--- Data shown ---

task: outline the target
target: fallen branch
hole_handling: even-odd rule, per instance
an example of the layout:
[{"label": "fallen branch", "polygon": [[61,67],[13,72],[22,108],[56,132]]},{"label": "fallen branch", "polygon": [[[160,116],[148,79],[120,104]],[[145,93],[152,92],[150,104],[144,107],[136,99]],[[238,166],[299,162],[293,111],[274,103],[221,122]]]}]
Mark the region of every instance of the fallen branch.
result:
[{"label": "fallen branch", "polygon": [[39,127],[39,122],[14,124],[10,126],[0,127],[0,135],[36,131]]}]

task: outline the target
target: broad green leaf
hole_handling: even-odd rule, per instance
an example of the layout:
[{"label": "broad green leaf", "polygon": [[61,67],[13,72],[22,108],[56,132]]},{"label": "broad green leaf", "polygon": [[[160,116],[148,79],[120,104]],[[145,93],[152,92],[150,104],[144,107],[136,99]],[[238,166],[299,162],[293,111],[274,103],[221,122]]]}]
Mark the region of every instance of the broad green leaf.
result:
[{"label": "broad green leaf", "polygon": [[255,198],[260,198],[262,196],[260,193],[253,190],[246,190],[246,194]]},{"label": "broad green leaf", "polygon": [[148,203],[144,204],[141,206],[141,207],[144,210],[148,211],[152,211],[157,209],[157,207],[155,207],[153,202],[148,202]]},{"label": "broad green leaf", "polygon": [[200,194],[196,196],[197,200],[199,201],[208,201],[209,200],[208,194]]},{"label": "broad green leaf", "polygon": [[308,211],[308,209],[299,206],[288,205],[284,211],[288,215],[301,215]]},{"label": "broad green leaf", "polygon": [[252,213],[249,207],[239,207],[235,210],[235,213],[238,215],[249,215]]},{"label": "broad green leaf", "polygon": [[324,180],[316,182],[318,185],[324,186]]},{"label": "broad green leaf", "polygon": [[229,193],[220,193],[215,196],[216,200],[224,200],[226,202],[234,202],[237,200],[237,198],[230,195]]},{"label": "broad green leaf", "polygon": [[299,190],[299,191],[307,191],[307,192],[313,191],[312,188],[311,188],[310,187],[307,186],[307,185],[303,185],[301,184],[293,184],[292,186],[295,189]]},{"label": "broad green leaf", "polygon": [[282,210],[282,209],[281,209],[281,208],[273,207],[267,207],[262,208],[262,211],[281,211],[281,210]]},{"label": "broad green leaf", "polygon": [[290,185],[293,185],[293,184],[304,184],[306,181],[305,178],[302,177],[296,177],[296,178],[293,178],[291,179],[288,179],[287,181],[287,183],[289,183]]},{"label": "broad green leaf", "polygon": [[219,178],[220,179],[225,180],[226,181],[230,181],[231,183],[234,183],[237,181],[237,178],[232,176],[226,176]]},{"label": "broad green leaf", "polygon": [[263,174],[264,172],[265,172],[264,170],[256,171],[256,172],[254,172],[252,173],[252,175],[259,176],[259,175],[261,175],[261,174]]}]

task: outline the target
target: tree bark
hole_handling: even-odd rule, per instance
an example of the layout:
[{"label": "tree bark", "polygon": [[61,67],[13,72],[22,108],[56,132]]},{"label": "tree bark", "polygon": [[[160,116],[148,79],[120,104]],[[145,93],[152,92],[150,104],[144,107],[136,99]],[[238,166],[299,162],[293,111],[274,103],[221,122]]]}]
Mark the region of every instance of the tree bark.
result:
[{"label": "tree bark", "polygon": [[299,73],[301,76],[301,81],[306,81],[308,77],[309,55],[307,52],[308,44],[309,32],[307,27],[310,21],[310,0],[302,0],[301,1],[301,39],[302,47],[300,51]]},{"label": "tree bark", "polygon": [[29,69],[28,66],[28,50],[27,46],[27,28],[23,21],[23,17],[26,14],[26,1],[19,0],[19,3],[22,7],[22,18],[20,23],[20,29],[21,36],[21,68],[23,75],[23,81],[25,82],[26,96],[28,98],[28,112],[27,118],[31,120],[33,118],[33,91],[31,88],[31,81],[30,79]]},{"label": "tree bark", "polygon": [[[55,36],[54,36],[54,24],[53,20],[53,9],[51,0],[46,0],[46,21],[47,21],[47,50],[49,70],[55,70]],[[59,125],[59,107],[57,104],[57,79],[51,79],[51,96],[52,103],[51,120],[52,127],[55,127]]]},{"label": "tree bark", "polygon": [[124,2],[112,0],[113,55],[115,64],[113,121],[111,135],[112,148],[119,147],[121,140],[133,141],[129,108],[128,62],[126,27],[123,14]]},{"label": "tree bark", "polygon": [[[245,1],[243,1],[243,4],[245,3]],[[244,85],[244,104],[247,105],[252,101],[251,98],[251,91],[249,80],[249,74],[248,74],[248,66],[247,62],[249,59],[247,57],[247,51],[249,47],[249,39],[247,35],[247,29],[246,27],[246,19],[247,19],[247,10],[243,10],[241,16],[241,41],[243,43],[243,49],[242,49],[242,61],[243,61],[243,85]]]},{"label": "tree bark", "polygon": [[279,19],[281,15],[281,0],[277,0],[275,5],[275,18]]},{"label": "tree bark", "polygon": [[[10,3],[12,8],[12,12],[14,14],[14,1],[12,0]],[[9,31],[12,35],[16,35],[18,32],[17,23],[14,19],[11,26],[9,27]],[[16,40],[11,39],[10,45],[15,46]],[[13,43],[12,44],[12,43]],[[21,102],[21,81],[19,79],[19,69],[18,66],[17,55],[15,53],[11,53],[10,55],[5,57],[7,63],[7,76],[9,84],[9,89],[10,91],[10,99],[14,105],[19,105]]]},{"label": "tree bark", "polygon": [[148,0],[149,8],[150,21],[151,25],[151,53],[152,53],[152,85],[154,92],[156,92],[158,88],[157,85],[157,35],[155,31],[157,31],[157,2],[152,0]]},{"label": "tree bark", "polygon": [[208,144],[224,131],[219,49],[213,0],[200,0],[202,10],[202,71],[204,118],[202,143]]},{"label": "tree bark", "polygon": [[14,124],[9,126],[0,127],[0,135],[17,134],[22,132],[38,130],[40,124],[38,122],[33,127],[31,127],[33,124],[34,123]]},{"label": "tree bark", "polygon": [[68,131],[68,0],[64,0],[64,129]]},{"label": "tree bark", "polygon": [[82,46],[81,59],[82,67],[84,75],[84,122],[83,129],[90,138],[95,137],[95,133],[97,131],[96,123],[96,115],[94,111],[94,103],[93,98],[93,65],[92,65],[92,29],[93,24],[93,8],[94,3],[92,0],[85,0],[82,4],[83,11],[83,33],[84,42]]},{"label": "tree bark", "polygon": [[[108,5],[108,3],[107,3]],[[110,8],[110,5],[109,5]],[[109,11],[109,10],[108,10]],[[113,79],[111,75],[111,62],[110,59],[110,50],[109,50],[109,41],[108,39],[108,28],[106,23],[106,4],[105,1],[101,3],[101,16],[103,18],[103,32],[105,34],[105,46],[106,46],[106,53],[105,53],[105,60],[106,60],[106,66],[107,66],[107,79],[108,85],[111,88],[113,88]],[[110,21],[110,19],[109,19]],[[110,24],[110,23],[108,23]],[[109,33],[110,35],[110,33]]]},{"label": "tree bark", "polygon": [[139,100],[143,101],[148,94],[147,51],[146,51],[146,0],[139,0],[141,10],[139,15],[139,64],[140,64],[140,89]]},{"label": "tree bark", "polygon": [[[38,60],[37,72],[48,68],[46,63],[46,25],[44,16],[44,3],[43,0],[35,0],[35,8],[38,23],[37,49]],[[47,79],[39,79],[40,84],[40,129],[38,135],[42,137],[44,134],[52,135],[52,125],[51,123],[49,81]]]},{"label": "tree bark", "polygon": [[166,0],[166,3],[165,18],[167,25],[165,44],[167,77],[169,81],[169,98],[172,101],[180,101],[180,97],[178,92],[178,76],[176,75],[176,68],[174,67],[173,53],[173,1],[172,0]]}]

---

__Required work__. Every record above needs to be repeated word for word.

__Expected answer__.
task: outline the target
target: fallen branch
hole_handling: even-odd rule, per instance
an example of the layout:
[{"label": "fallen branch", "polygon": [[61,67],[13,72],[22,108],[56,132]]},{"label": "fallen branch", "polygon": [[[160,116],[148,79],[120,104]],[[145,93],[152,92],[150,104],[144,107],[136,99]],[[238,166],[299,162],[293,111],[274,103],[221,122]]]}]
Mark the region of every instance of the fallen branch.
result:
[{"label": "fallen branch", "polygon": [[39,127],[39,122],[14,124],[10,126],[0,127],[0,135],[36,131]]}]

task: outline the target
target: broad green leaf
hole_handling: even-odd rule, per instance
an example of the layout:
[{"label": "broad green leaf", "polygon": [[61,67],[13,72],[22,108],[56,132]]},{"label": "broad green leaf", "polygon": [[[160,116],[148,79],[120,104]],[[145,93],[152,92],[150,104],[144,107],[136,99]],[[238,166],[299,162],[293,111],[274,103],[221,122]]]}]
Mark the region of every instance of the broad green leaf.
result:
[{"label": "broad green leaf", "polygon": [[255,198],[260,198],[262,196],[260,193],[253,190],[246,190],[246,194]]},{"label": "broad green leaf", "polygon": [[148,203],[144,204],[141,206],[141,207],[144,210],[148,211],[152,211],[157,209],[157,207],[155,207],[153,202],[148,202]]},{"label": "broad green leaf", "polygon": [[200,194],[196,196],[197,200],[199,201],[208,201],[209,200],[208,194]]},{"label": "broad green leaf", "polygon": [[308,211],[308,209],[299,206],[288,205],[284,211],[288,215],[301,215]]},{"label": "broad green leaf", "polygon": [[252,213],[249,207],[239,207],[235,210],[235,213],[238,215],[249,215]]},{"label": "broad green leaf", "polygon": [[324,180],[316,182],[318,185],[324,186]]},{"label": "broad green leaf", "polygon": [[229,193],[220,193],[215,196],[216,200],[224,200],[226,202],[234,202],[237,200],[237,198],[230,195]]},{"label": "broad green leaf", "polygon": [[299,190],[299,191],[307,191],[307,192],[313,191],[312,188],[311,188],[310,187],[307,186],[307,185],[303,185],[301,184],[293,184],[292,186],[295,189]]},{"label": "broad green leaf", "polygon": [[282,210],[282,209],[281,209],[281,208],[273,207],[267,207],[262,208],[262,211],[281,211],[281,210]]},{"label": "broad green leaf", "polygon": [[290,185],[293,185],[293,184],[304,184],[306,181],[305,178],[302,177],[296,177],[296,178],[293,178],[291,179],[288,179],[287,181],[287,183],[289,183]]},{"label": "broad green leaf", "polygon": [[219,178],[220,179],[225,180],[226,181],[230,181],[231,183],[234,183],[237,181],[237,178],[232,176],[226,176]]},{"label": "broad green leaf", "polygon": [[263,174],[264,172],[265,172],[264,170],[256,171],[256,172],[254,172],[252,173],[252,175],[259,176],[259,175],[261,175],[261,174]]}]

task: outline the target
target: tree bark
hole_handling: even-odd rule, per instance
an example of the layout:
[{"label": "tree bark", "polygon": [[61,67],[13,72],[22,108],[56,132]]},{"label": "tree bark", "polygon": [[[160,116],[148,79],[120,104]],[[145,93],[152,92],[150,104],[144,107],[136,99]],[[238,166],[299,162],[293,111],[274,103],[221,122]]]}]
Mark the region of every instance of the tree bark.
result:
[{"label": "tree bark", "polygon": [[299,73],[301,76],[301,81],[306,81],[308,77],[309,55],[307,52],[308,44],[309,32],[307,27],[310,21],[310,0],[302,0],[301,1],[301,39],[302,47],[300,51]]},{"label": "tree bark", "polygon": [[29,69],[28,66],[28,50],[27,46],[27,28],[23,21],[23,17],[26,14],[26,1],[19,0],[19,3],[22,7],[22,18],[20,23],[20,29],[21,36],[21,68],[23,75],[23,81],[25,82],[26,96],[28,98],[28,112],[27,118],[31,120],[33,118],[33,91],[31,88],[31,81],[30,79]]},{"label": "tree bark", "polygon": [[[55,36],[54,36],[54,24],[53,20],[53,9],[51,0],[46,0],[46,21],[47,21],[47,50],[49,70],[55,70]],[[59,125],[59,107],[57,104],[57,79],[51,79],[51,96],[52,103],[51,120],[52,127],[55,127]]]},{"label": "tree bark", "polygon": [[124,2],[112,0],[113,55],[115,64],[113,121],[111,135],[112,148],[119,147],[121,140],[133,141],[129,108],[128,62],[126,27],[123,14]]},{"label": "tree bark", "polygon": [[[245,1],[243,1],[243,4],[245,3]],[[244,85],[244,104],[247,105],[252,101],[251,98],[251,91],[249,80],[249,74],[248,74],[248,66],[247,62],[249,59],[247,57],[247,51],[249,47],[249,39],[247,35],[247,29],[246,27],[246,19],[247,19],[247,10],[243,10],[241,16],[241,41],[243,43],[243,49],[242,49],[242,61],[243,61],[243,85]]]},{"label": "tree bark", "polygon": [[279,19],[281,15],[281,0],[277,0],[275,5],[275,18]]},{"label": "tree bark", "polygon": [[[10,3],[12,8],[12,12],[14,14],[14,1],[12,0]],[[9,31],[12,35],[16,35],[18,32],[17,23],[14,19],[11,26],[9,27]],[[16,40],[11,39],[10,45],[15,46]],[[13,43],[12,44],[12,43]],[[21,102],[21,81],[19,79],[19,69],[18,66],[17,55],[15,53],[11,53],[10,55],[5,57],[7,63],[7,76],[9,84],[9,89],[10,91],[10,99],[14,105],[19,105]]]},{"label": "tree bark", "polygon": [[148,0],[149,8],[150,21],[151,25],[151,53],[152,53],[152,85],[154,92],[156,92],[158,88],[157,85],[157,35],[155,31],[157,31],[157,2],[152,0]]},{"label": "tree bark", "polygon": [[208,144],[224,131],[219,49],[213,0],[200,0],[202,10],[202,71],[204,118],[202,143]]},{"label": "tree bark", "polygon": [[14,124],[9,126],[0,127],[0,135],[17,134],[22,132],[38,130],[40,124],[38,122],[33,127],[31,127],[33,124],[34,123]]},{"label": "tree bark", "polygon": [[68,131],[68,0],[64,0],[64,129]]},{"label": "tree bark", "polygon": [[82,46],[81,59],[82,67],[84,75],[84,122],[83,129],[90,138],[95,137],[95,133],[97,131],[96,123],[96,115],[94,111],[94,103],[93,98],[93,65],[92,65],[92,29],[93,24],[93,8],[94,3],[92,0],[85,0],[82,4],[83,11],[83,33],[84,42]]},{"label": "tree bark", "polygon": [[[108,5],[108,3],[107,3]],[[110,8],[110,5],[109,5]],[[109,11],[109,10],[108,10]],[[113,79],[111,75],[111,62],[110,59],[110,50],[109,50],[109,41],[108,39],[108,28],[106,23],[106,4],[105,1],[101,3],[101,16],[103,18],[103,32],[105,34],[105,46],[106,46],[106,53],[105,53],[105,60],[106,60],[106,66],[107,66],[107,79],[108,85],[111,88],[113,88]],[[110,21],[110,19],[109,19]],[[110,24],[110,23],[108,23]],[[109,33],[110,35],[110,33]]]},{"label": "tree bark", "polygon": [[139,100],[143,101],[148,94],[147,51],[146,51],[146,0],[139,0],[141,10],[139,15],[139,64],[140,64],[140,89]]},{"label": "tree bark", "polygon": [[[38,60],[37,72],[48,68],[46,63],[46,25],[44,16],[44,3],[43,0],[35,0],[35,8],[38,23],[37,49]],[[47,79],[39,79],[40,84],[40,129],[38,135],[42,137],[44,134],[52,135],[52,125],[51,123],[49,81]]]},{"label": "tree bark", "polygon": [[166,0],[166,3],[165,18],[167,25],[165,44],[167,77],[169,81],[169,98],[172,101],[180,101],[180,97],[178,92],[178,76],[176,75],[176,68],[174,67],[173,53],[173,1],[172,0]]}]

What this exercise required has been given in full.